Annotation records
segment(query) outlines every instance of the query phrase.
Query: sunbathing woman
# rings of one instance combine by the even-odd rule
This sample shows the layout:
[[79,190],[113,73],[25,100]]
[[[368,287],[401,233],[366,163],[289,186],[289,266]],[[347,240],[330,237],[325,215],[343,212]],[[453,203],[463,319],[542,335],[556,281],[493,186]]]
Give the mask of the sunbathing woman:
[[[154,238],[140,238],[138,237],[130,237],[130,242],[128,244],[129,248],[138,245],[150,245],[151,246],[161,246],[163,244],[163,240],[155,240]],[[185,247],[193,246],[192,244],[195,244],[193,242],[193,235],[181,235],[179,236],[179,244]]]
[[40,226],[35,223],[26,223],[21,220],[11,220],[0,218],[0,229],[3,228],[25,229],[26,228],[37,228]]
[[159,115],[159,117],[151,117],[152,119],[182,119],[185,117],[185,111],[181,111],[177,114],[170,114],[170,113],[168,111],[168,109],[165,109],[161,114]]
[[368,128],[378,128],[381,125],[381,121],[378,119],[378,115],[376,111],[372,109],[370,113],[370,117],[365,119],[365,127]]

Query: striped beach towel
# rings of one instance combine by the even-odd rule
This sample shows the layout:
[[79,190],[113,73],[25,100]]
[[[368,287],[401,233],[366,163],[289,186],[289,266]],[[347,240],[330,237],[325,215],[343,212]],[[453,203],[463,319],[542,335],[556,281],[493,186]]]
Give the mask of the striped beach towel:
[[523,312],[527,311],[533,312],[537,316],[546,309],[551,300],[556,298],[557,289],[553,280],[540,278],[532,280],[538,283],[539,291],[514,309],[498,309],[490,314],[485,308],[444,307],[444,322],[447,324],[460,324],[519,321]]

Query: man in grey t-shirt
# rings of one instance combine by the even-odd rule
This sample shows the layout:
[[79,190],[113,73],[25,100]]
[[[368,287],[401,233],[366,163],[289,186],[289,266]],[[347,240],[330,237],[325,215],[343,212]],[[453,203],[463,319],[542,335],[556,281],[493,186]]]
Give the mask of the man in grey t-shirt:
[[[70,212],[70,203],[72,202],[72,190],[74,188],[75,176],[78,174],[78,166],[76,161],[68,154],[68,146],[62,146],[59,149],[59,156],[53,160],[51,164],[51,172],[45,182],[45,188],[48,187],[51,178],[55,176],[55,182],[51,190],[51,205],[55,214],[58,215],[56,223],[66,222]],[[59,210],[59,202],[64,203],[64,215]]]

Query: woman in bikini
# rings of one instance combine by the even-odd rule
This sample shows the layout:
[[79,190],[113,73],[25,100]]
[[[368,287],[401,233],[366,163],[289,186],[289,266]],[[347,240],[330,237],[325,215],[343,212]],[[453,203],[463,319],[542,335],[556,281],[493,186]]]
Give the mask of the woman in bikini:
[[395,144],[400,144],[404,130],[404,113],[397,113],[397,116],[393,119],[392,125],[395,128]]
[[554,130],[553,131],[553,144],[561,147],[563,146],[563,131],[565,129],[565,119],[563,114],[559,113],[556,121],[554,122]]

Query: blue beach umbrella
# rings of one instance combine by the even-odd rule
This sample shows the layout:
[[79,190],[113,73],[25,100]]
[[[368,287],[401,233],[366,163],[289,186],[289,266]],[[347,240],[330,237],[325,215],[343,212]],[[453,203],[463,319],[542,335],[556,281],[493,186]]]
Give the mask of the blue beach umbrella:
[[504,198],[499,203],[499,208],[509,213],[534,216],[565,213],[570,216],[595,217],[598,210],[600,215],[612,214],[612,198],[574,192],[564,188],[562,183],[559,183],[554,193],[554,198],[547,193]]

• _OBJECTIVE_:
Please render the material starting at the line that contains "Query: blue beach umbrella" and ending with the last line of the material as a Markdown table with the columns No. and Line, skipping any blank lines.

• _RESULT BELOW_:
| No. | Line |
|---|---|
| 1 | Query: blue beach umbrella |
| 2 | # rings of one instance combine by the even-odd rule |
| 3 | This sample shows the layout: |
| 4 | [[79,190],[113,73],[25,100]] |
| 5 | [[[368,287],[401,233],[366,163],[289,186],[289,266]],[[347,240],[330,237],[325,215],[343,212]],[[453,203],[463,319],[542,335],[556,281],[493,186]]] |
| 6 | Give the mask of the blue beach umbrella: |
| 7 | [[504,198],[499,203],[499,208],[509,213],[534,216],[565,213],[570,216],[595,217],[598,210],[600,215],[612,214],[612,198],[574,192],[564,188],[562,183],[559,183],[554,193],[554,198],[547,193]] |